* _TASK PROMPT_
Rewrite all of the material below with "even-odd rule" changed to "nonzero winding rule" wherever it occurs, keeping everything else identical and leaving out the pictures.

[start ENTRIES SUPPLIED]

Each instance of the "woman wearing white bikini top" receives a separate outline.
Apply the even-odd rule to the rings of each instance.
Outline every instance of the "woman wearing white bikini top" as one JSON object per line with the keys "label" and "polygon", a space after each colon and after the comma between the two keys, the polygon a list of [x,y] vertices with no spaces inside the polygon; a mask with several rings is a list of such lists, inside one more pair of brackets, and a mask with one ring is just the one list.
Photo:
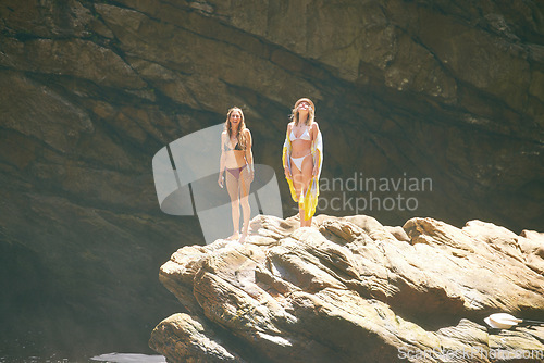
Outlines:
{"label": "woman wearing white bikini top", "polygon": [[295,103],[283,150],[285,177],[293,199],[298,202],[301,227],[311,226],[323,160],[323,143],[314,121],[314,110],[313,102],[308,98]]}

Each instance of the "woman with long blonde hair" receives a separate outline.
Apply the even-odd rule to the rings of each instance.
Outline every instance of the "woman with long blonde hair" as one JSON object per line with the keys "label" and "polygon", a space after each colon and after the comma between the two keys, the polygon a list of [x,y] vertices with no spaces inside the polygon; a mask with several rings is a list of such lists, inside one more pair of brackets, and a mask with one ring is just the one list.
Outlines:
{"label": "woman with long blonde hair", "polygon": [[[246,127],[244,112],[232,108],[226,114],[225,127],[221,134],[221,160],[219,186],[224,187],[226,170],[226,190],[231,197],[233,234],[227,239],[245,241],[249,228],[249,187],[254,180],[254,154],[251,152],[251,133]],[[244,215],[242,236],[239,235],[239,208]]]}
{"label": "woman with long blonde hair", "polygon": [[319,197],[319,176],[323,165],[323,140],[314,120],[316,107],[301,98],[293,108],[292,122],[283,146],[283,167],[290,195],[298,202],[300,226],[310,227]]}

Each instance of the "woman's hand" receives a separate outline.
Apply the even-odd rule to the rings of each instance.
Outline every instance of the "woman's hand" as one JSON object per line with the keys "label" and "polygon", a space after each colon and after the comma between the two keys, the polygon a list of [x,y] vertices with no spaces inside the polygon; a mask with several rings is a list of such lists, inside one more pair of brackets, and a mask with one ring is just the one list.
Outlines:
{"label": "woman's hand", "polygon": [[225,183],[225,178],[223,177],[223,173],[219,173],[219,179],[218,179],[218,184],[221,188],[223,188],[224,186],[224,183]]}

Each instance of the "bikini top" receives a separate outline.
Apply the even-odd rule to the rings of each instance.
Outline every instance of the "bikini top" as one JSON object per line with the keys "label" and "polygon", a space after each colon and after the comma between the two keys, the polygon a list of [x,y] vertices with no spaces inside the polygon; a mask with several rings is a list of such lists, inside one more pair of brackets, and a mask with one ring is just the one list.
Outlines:
{"label": "bikini top", "polygon": [[295,141],[295,140],[308,140],[308,141],[310,141],[311,137],[310,137],[310,133],[308,132],[308,127],[306,127],[305,132],[299,137],[295,137],[295,133],[293,133],[293,128],[292,128],[290,129],[290,140],[292,141]]}

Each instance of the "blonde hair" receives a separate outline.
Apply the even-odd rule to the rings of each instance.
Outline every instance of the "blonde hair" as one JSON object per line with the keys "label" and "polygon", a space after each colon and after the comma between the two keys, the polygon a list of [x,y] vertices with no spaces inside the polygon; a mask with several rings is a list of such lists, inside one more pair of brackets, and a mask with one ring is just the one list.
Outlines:
{"label": "blonde hair", "polygon": [[306,118],[305,124],[306,125],[311,125],[313,120],[316,118],[316,110],[313,108],[313,102],[308,99],[308,98],[301,98],[298,101],[295,102],[295,107],[293,108],[293,111],[290,113],[290,120],[295,122],[295,126],[298,126],[298,121],[299,121],[299,115],[298,115],[298,103],[306,101],[310,104],[310,108],[308,110],[308,117]]}
{"label": "blonde hair", "polygon": [[231,139],[232,135],[233,135],[233,129],[232,129],[232,124],[231,124],[231,114],[234,112],[234,111],[239,111],[239,114],[240,114],[240,122],[238,123],[238,129],[236,130],[237,135],[236,135],[236,139],[238,140],[238,145],[240,146],[240,148],[243,150],[246,150],[246,121],[245,121],[245,117],[244,117],[244,112],[242,111],[240,108],[237,108],[237,107],[234,107],[234,108],[231,108],[228,109],[228,112],[226,113],[226,121],[225,121],[225,130],[226,130],[226,134],[228,135],[228,139]]}

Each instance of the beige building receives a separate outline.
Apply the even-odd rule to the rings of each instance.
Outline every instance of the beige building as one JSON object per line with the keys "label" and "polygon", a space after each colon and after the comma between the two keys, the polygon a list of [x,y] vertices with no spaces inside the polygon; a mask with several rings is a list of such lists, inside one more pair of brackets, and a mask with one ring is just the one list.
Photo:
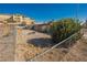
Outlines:
{"label": "beige building", "polygon": [[23,18],[23,22],[22,23],[25,23],[26,25],[31,25],[31,24],[34,24],[34,20],[32,20],[30,18]]}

[end ENTRIES SUPPLIED]

* _THE SOLUTION_
Each instance of the "woman wearing white bikini top" receives a separate outline.
Apply the nonzero winding rule to the rings of each instance.
Outline every instance of the "woman wearing white bikini top" as one JSON object per line with the keys "label" and "polygon", a space after each colon and after the comma between the two keys, the polygon a list of [x,y] vertices with no spaces inside the polygon; a mask with several rings is a list of such lists, inside one more pair of brackets, and a mask with one ring is just the one list.
Photo:
Outlines:
{"label": "woman wearing white bikini top", "polygon": [[295,103],[283,150],[285,177],[293,199],[298,202],[301,227],[311,226],[323,160],[323,143],[314,121],[314,110],[313,102],[308,98]]}

Each instance of the "woman with long blonde hair" receives a separate outline.
Apply the nonzero winding rule to the rings of each instance.
Outline every instance of the "woman with long blonde hair" as one JSON object per line with the keys "label" and "polygon", a space after each colon and after the comma between the two keys, the polygon a list of [x,y] vertices with no spaces inside the polygon; a mask with several rings is a list of such lists, inside one more pair of brackets, and a mask with one ring is just the one list.
Outlines:
{"label": "woman with long blonde hair", "polygon": [[[246,127],[244,112],[232,108],[226,114],[225,127],[221,134],[221,160],[219,186],[224,187],[226,170],[226,190],[231,197],[233,234],[227,239],[245,241],[249,228],[249,187],[254,180],[254,154],[251,152],[251,133]],[[244,215],[242,236],[239,235],[239,208]]]}
{"label": "woman with long blonde hair", "polygon": [[319,197],[319,176],[323,165],[323,140],[314,120],[316,107],[301,98],[293,108],[292,122],[283,146],[283,167],[290,195],[298,202],[300,226],[310,227]]}

Each instance of the "woman's hand" receives a separate outline.
Apply the nonzero winding rule to the rings of each instance.
Outline every instance of the "woman's hand" as one JSON object per line with the keys "label" and "polygon", a space after each colon and after the comma between the two keys, the polygon a list of [x,y] vertices with no spaces inside the polygon; a mask with several rings is a list of such lists, inside one more pair of brackets, and a mask with one ring is just the one list.
Outlines:
{"label": "woman's hand", "polygon": [[225,183],[225,178],[223,177],[223,173],[219,173],[219,179],[218,179],[218,184],[221,188],[223,188],[224,186],[224,183]]}

Each instance of the "bikini top" receives a separate outline.
Apply the nonzero winding rule to the rings of each instance.
Outline every instance of the "bikini top" as one JSON object per line with the keys "label" and "polygon", a space after each colon and after the comma between the two keys, the polygon a list of [x,y] vertices with no spaces inside the polygon; a mask with several rings is a list of such lists, inside one more pair of brackets, and a mask with one ring is just the one list.
Outlines:
{"label": "bikini top", "polygon": [[295,141],[295,140],[308,140],[308,141],[310,141],[311,137],[310,137],[310,133],[308,132],[308,127],[306,127],[305,132],[299,137],[295,137],[295,133],[293,133],[293,128],[292,128],[290,129],[290,140],[292,141]]}

Each instance of the "blonde hair" receives a separate outline.
Apply the nonzero winding rule to the rings of each instance.
Outline every instance of the "blonde hair" as one JSON object per line with the keys "label" and "polygon", a space after each colon and after the comma between the two keys, the polygon a list of [x,y] vertices with no spaces inside the polygon; a mask with several rings is a list of such lists, inside one more pair of brackets, and a mask with one ring is just the one list.
Outlines:
{"label": "blonde hair", "polygon": [[306,118],[305,124],[306,125],[311,125],[313,120],[316,118],[316,110],[313,108],[313,102],[308,99],[308,98],[301,98],[298,101],[295,102],[295,107],[293,108],[293,111],[290,113],[290,120],[295,122],[295,126],[298,126],[298,121],[299,121],[299,115],[298,115],[298,103],[306,101],[310,104],[310,108],[308,110],[308,117]]}
{"label": "blonde hair", "polygon": [[231,139],[232,135],[233,135],[233,129],[232,129],[232,124],[231,124],[231,114],[234,112],[234,111],[239,111],[239,114],[240,114],[240,122],[238,123],[238,129],[236,130],[237,135],[236,135],[236,139],[238,140],[238,145],[240,146],[240,148],[243,150],[246,150],[246,121],[245,121],[245,117],[244,117],[244,112],[242,111],[240,108],[237,108],[237,107],[234,107],[234,108],[231,108],[228,109],[228,112],[226,113],[226,121],[225,121],[225,130],[226,130],[226,134],[228,135],[228,139]]}

Each instance of the beige building receives a separate outline.
Apply the nonzero winding rule to the rings of each instance.
Outline every instance of the beige building as one JSON object per line with the keys "label" and "polygon", a space after each colon and after the comma between the two keys, the polygon a list of [x,y] vertices with no spaces inside the polygon; a mask with several rings is a list of such lists, inside one more pair of brackets, and a mask with one ring is just the one list.
Photo:
Outlines:
{"label": "beige building", "polygon": [[23,18],[23,22],[22,23],[25,23],[26,25],[31,25],[31,24],[34,24],[34,20],[32,20],[30,18]]}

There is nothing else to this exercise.